Excerpt to read>
- Interactive map of Harrods Hill
- Coordinates: 38°00′47″N 84°33′54″W﻿ / ﻿38.013°N 84.565°W
- Country: United States
- State: Kentucky
- County: Fayette
- City: Lexington

Area
- • Total: 0.295 sq mi (0.76 km^{2})
- • Water: 0 sq mi (0.0 km^{2})

Population (2000)
- • Total: 645
- • Density: 2,184/sq mi (843/km^{2})
- Time zone: UTC-5 (Eastern (EST))
- • Summer (DST): UTC-4 (EDT)
- ZIP code: 40513
- Area code: 859
- Website: harrodshill.org

= Harrods Hill, Lexington =

Harrods Hill is a neighborhood in southwestern Lexington, Kentucky, United States. Its boundaries are Harrodsburg Road to the east, Man o' War Boulevard to the south, and the Beaumont Centre neighborhood to the north and west. The boundary is based on when development occurred, as Harrods Hill is the older section. The smaller Harrodsview neighborhood is typically included in Harrods Hill for statistical purposes.

[Contour labeling lines]
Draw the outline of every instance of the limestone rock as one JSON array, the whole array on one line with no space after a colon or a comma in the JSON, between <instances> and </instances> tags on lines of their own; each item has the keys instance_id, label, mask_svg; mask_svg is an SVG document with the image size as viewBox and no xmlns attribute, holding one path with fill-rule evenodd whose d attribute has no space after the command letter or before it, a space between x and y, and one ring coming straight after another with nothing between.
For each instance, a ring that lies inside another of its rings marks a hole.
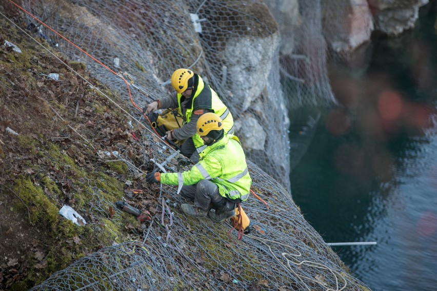
<instances>
[{"instance_id":1,"label":"limestone rock","mask_svg":"<svg viewBox=\"0 0 437 291\"><path fill-rule=\"evenodd\" d=\"M368 0L372 8L376 30L396 36L412 28L419 9L428 0Z\"/></svg>"},{"instance_id":2,"label":"limestone rock","mask_svg":"<svg viewBox=\"0 0 437 291\"><path fill-rule=\"evenodd\" d=\"M241 111L247 109L266 86L273 58L279 45L277 32L265 37L245 36L226 45L230 89Z\"/></svg>"},{"instance_id":3,"label":"limestone rock","mask_svg":"<svg viewBox=\"0 0 437 291\"><path fill-rule=\"evenodd\" d=\"M245 113L234 122L234 126L244 149L248 151L264 150L267 134L253 115Z\"/></svg>"},{"instance_id":4,"label":"limestone rock","mask_svg":"<svg viewBox=\"0 0 437 291\"><path fill-rule=\"evenodd\" d=\"M366 0L322 2L323 32L331 48L350 52L370 39L373 20Z\"/></svg>"},{"instance_id":5,"label":"limestone rock","mask_svg":"<svg viewBox=\"0 0 437 291\"><path fill-rule=\"evenodd\" d=\"M292 54L295 45L296 27L302 25L298 0L265 0L264 2L279 27L281 53Z\"/></svg>"}]
</instances>

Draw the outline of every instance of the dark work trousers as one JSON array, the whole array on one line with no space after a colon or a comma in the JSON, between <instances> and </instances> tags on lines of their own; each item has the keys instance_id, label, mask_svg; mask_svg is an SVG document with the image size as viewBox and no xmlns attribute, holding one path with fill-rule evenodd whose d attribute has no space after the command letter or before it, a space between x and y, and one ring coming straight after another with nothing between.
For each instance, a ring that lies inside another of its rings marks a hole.
<instances>
[{"instance_id":1,"label":"dark work trousers","mask_svg":"<svg viewBox=\"0 0 437 291\"><path fill-rule=\"evenodd\" d=\"M199 154L196 151L194 142L191 138L186 139L181 146L181 153L195 163L199 161Z\"/></svg>"},{"instance_id":2,"label":"dark work trousers","mask_svg":"<svg viewBox=\"0 0 437 291\"><path fill-rule=\"evenodd\" d=\"M218 187L208 180L201 180L196 184L183 186L181 194L194 201L194 206L203 210L211 208L215 213L233 210L236 204L222 197L218 192Z\"/></svg>"}]
</instances>

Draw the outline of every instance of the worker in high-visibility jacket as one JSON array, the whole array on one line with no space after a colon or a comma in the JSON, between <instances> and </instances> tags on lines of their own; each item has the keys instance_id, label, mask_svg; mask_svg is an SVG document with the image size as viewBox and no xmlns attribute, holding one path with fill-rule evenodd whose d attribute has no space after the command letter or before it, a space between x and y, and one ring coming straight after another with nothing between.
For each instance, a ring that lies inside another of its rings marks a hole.
<instances>
[{"instance_id":1,"label":"worker in high-visibility jacket","mask_svg":"<svg viewBox=\"0 0 437 291\"><path fill-rule=\"evenodd\" d=\"M181 205L184 213L198 217L208 215L217 222L234 215L237 203L249 197L252 184L238 138L226 134L223 127L215 113L203 115L197 121L197 133L207 147L201 152L198 162L182 173L151 172L146 177L149 183L178 185L178 193L194 202Z\"/></svg>"},{"instance_id":2,"label":"worker in high-visibility jacket","mask_svg":"<svg viewBox=\"0 0 437 291\"><path fill-rule=\"evenodd\" d=\"M166 138L169 140L185 139L181 147L181 153L197 162L199 154L205 148L196 133L197 119L205 113L213 112L223 120L225 133L232 134L232 115L217 93L191 70L178 69L175 71L171 75L171 86L177 93L175 98L170 95L158 99L148 105L144 111L148 114L160 108L178 107L185 124L180 128L167 131Z\"/></svg>"}]
</instances>

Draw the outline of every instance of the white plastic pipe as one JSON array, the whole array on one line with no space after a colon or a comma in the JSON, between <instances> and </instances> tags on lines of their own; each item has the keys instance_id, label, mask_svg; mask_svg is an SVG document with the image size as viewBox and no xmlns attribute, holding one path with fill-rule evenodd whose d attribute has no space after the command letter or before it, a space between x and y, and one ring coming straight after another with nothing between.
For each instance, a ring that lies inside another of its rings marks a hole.
<instances>
[{"instance_id":1,"label":"white plastic pipe","mask_svg":"<svg viewBox=\"0 0 437 291\"><path fill-rule=\"evenodd\" d=\"M337 245L370 245L376 244L376 241L362 241L357 242L327 242L326 244L331 246Z\"/></svg>"}]
</instances>

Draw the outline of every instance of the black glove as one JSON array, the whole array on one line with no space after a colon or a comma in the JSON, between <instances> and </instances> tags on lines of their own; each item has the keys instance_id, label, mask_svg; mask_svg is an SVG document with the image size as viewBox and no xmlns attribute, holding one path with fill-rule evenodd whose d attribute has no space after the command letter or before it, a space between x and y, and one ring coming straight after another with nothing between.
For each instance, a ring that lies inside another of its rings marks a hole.
<instances>
[{"instance_id":1,"label":"black glove","mask_svg":"<svg viewBox=\"0 0 437 291\"><path fill-rule=\"evenodd\" d=\"M159 183L161 180L161 173L159 172L151 172L146 174L146 181L151 184Z\"/></svg>"}]
</instances>

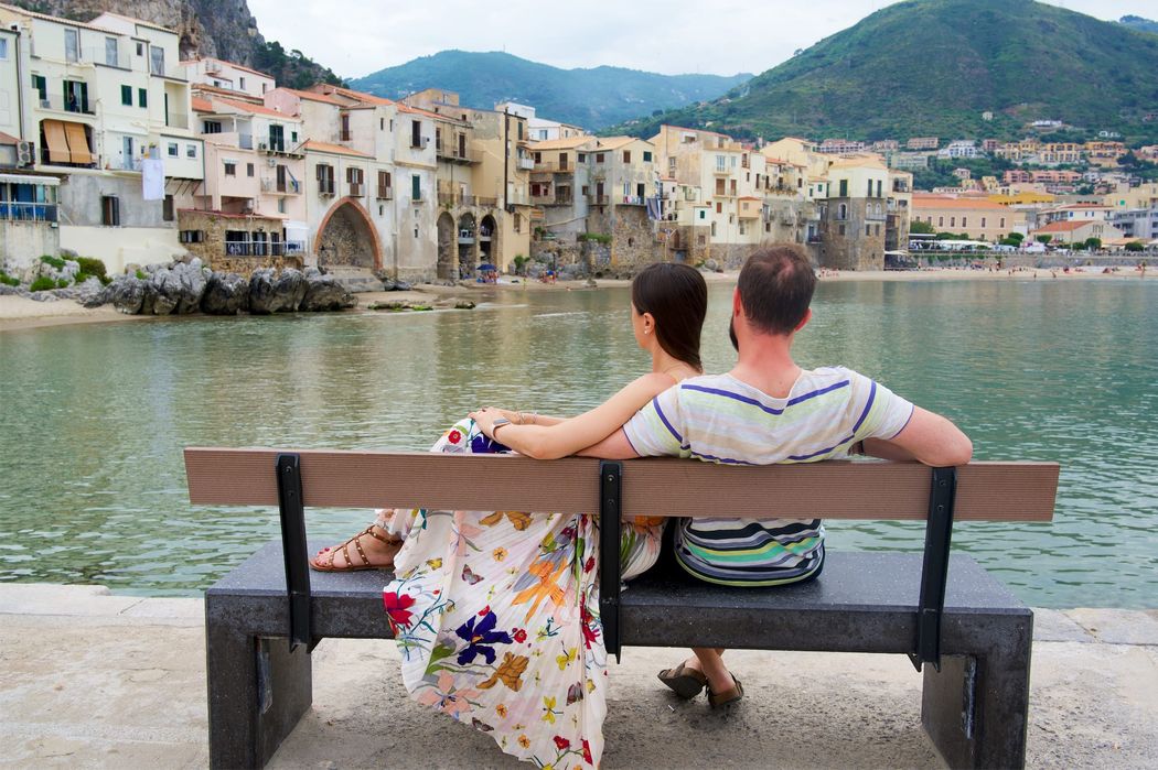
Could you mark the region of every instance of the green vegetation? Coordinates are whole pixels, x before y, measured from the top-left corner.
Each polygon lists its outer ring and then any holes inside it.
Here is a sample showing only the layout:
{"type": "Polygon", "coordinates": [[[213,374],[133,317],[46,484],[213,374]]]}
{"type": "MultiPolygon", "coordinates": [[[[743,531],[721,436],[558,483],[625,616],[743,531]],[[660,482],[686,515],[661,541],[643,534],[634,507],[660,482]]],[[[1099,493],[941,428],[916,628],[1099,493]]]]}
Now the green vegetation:
{"type": "Polygon", "coordinates": [[[543,118],[594,131],[657,110],[714,98],[749,77],[748,73],[731,77],[658,75],[622,67],[559,69],[498,51],[442,51],[350,84],[391,99],[438,86],[457,91],[462,104],[490,108],[511,99],[534,105],[543,118]]]}
{"type": "Polygon", "coordinates": [[[1084,136],[1119,131],[1133,146],[1158,141],[1158,123],[1142,120],[1158,102],[1156,71],[1158,36],[1123,24],[1027,0],[906,0],[709,104],[620,128],[1016,139],[1027,123],[1050,118],[1084,136]]]}

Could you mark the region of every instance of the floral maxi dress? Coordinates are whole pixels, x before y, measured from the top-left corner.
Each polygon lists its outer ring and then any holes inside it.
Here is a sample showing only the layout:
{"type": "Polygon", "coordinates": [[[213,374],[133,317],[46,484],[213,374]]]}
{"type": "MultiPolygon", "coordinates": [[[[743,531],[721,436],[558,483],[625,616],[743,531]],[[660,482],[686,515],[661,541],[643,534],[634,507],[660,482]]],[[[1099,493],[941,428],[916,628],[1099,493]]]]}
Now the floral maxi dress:
{"type": "MultiPolygon", "coordinates": [[[[472,420],[433,452],[497,452],[472,420]]],[[[382,511],[405,536],[383,601],[419,703],[541,768],[598,767],[607,712],[598,521],[515,511],[382,511]]],[[[660,525],[624,523],[623,576],[659,556],[660,525]]]]}

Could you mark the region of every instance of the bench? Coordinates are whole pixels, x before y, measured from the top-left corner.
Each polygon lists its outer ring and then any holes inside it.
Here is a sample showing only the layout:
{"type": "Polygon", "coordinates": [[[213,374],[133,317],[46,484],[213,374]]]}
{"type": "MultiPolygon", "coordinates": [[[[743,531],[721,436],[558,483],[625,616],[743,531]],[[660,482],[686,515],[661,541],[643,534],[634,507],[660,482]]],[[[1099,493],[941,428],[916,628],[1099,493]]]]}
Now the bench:
{"type": "MultiPolygon", "coordinates": [[[[303,510],[426,508],[598,513],[604,644],[908,654],[922,724],[953,768],[1023,767],[1033,613],[967,556],[954,520],[1048,521],[1058,466],[828,461],[731,467],[518,456],[186,449],[190,502],[277,505],[281,542],[205,593],[210,762],[259,768],[312,703],[322,638],[390,638],[382,572],[310,572],[303,510]],[[471,479],[469,488],[461,483],[471,479]],[[823,575],[727,588],[647,575],[620,593],[621,517],[923,520],[924,554],[828,554],[823,575]],[[613,547],[608,547],[611,545],[613,547]],[[951,578],[951,579],[950,579],[951,578]],[[287,644],[288,639],[288,644],[287,644]]],[[[653,570],[655,572],[655,570],[653,570]]]]}

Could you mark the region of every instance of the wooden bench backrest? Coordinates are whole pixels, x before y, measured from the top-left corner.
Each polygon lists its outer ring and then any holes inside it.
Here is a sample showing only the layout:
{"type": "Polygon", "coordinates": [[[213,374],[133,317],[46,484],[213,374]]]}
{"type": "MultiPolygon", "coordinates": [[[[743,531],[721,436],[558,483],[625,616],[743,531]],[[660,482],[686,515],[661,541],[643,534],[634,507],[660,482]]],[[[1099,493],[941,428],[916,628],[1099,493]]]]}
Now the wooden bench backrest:
{"type": "MultiPolygon", "coordinates": [[[[513,454],[332,450],[185,450],[196,505],[278,504],[276,458],[301,457],[310,508],[599,512],[599,460],[513,454]]],[[[970,462],[958,468],[953,518],[1048,521],[1056,462],[970,462]]],[[[929,516],[930,468],[834,460],[734,467],[674,458],[623,464],[624,516],[913,519],[929,516]]]]}

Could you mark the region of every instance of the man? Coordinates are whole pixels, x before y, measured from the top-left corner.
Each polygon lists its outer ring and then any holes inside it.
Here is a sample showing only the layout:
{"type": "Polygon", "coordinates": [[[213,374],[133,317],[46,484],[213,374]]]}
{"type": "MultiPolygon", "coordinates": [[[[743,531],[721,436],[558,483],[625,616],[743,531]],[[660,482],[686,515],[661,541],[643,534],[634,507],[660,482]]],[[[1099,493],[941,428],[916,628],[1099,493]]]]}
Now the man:
{"type": "MultiPolygon", "coordinates": [[[[732,371],[683,380],[584,454],[769,465],[862,452],[931,466],[968,462],[973,444],[945,417],[849,369],[809,371],[793,362],[792,342],[812,318],[815,286],[799,247],[754,253],[732,298],[730,332],[739,353],[732,371]]],[[[675,556],[688,572],[710,583],[785,585],[820,573],[823,538],[819,519],[681,519],[675,556]]],[[[661,672],[660,680],[683,697],[706,686],[713,706],[740,699],[743,689],[724,666],[723,650],[692,652],[661,672]]]]}

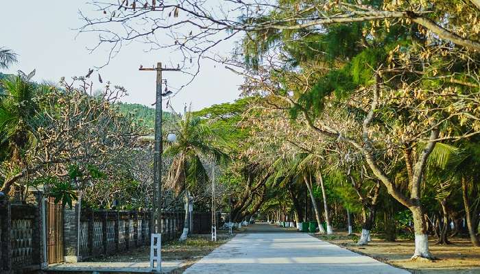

Problem> Reproduce everything in the Harrods Hill text from "- Interactive map" down to "Population (2000)".

Result of the task>
- Interactive map of Harrods Hill
- Coordinates: 38°00′47″N 84°33′54″W﻿ / ﻿38.013°N 84.565°W
- Country: United States
- State: Kentucky
- County: Fayette
- City: Lexington

Area
- • Total: 0.295 sq mi (0.76 km^{2})
- • Water: 0 sq mi (0.0 km^{2})

Population (2000)